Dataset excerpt
□ □ □

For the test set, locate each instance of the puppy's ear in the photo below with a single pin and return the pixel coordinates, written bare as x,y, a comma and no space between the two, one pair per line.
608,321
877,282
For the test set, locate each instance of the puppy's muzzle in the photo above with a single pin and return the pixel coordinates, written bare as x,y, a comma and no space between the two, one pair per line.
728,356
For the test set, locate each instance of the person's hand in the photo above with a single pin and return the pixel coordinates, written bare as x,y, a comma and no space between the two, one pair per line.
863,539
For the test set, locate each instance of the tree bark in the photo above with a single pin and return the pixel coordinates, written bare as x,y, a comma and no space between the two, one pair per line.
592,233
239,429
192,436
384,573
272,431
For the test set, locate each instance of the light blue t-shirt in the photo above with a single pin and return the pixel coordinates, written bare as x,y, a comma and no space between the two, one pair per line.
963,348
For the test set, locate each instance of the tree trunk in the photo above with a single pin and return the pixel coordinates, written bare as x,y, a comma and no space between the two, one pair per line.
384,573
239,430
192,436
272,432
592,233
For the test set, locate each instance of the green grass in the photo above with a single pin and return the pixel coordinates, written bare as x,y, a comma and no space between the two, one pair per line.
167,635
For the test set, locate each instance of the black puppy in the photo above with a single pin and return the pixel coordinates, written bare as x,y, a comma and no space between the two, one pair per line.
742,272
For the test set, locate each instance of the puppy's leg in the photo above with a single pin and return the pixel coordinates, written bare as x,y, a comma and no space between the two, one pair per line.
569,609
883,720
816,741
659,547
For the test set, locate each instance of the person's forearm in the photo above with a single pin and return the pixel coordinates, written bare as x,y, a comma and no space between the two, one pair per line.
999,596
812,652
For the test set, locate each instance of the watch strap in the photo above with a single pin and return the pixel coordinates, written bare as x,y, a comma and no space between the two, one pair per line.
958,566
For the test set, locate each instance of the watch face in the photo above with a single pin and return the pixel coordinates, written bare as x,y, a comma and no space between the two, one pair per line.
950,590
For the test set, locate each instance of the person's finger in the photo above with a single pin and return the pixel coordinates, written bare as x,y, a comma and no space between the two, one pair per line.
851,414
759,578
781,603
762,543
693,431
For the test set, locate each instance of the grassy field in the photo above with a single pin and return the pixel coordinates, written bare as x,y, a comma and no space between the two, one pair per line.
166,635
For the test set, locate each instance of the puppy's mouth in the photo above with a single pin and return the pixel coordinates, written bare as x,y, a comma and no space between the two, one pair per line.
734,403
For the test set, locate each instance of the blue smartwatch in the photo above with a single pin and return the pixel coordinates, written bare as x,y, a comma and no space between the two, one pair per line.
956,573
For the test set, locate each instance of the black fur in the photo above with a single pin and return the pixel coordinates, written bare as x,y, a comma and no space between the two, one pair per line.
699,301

□ □ □

Exercise goal |
Output each record exactly, leaving nothing out.

Complete response |
For the test set, locate each instance of the puppy's ear in the photo below with a single pin and return the pixel coordinates, written bare as x,y, a comma and no space between the two, one pair per line.
608,321
877,282
For the test set, locate each instance of the puppy's muzzle in the photo above with a single pin and return the pixel coordinates, written bare as x,y, a comma and no space between the two, one pair per line.
728,356
For the test set, locate each instance of the person's hand in the photo above with a single pin and return the pixel coordinates, written bare as x,y, a comma and no space between the two, one pair per line.
863,539
For the test set, locate each instance of the tree bark in the photo above with a single pin and return the pixel coordinates, written bare as x,y, a comma and no space between the two, one pair per line.
592,233
239,429
192,436
384,573
272,431
For the test set, locate each instance of the light blue t-shirt in the photo above with a single pin and return the pixel coordinates, written bare as x,y, a comma and no space between the two, one pair per line.
963,348
For the test set, locate each instance of the tree trunk in the photo above with a single pin and return the pixel coordinates, written bare as x,y, a comma and no space between the two, one pair per line.
384,573
239,430
192,436
272,432
592,233
For the test set, locate each instance of the green grass in the photo above with a single pin and return the pixel coordinates, written bare as x,y, a comma and no space between the two, one pair per line.
167,635
For the test set, locate each instance of the black puppy in the photo above with a single pin and return the pixel coordinates, written bare as x,y, a comma and no space between the two, one pair per line.
742,272
For the test set, locate each instance of the puppy's leg in the photo above with a single pin and return the pixel coordinates, written bare as x,y, a comma and no space between the two, one pair per line.
569,609
883,720
816,741
659,547
For the test set, locate each instance of the person's forearm in the photo above with a single pin and return the pixel coordinates, written bare as x,y, a comma and no space between the two, one pair per line.
999,596
812,652
For the test set, locate each instance of the watch strap in the photo above with a single pin and return the pixel coordinates, written bare as x,y, a comma and no space between the two, one pair per line.
958,566
For the test set, locate each instance of the watch face in the photo above with a single pin and return the pixel coordinates, written bare as x,y, a comma and no space between the two, one pair per line.
950,590
For the test set, locate each instance of the person's finger in the photo above with a single pin and return the pixel coordinates, written bare as x,y, a comma and no space between the two, one pair per line.
851,414
759,578
781,603
762,543
693,431
For the test set, locate each instance of the grassy field in the photo above with a single pin and return the pixel coordinates, written bare as x,y, a comma and no space between the two, one pair per line.
166,635
For the test set, locate each instance of the puppy's mouth in the photo above with a single pin and return the pixel coordinates, written bare as x,y, a comma and no space between the two, one pair per line.
734,403
For the test set, locate each instance of the blue smartwatch in the photo above with a single pin and return the pixel coordinates, written bare as x,y, a comma and no space between the two, one pair per line.
956,573
For the test set, locate each instance of the black fur in the photo above with a single pin and return the pixel coordinates, written bare as x,y, a comma and no space between the two, one pair per line.
699,301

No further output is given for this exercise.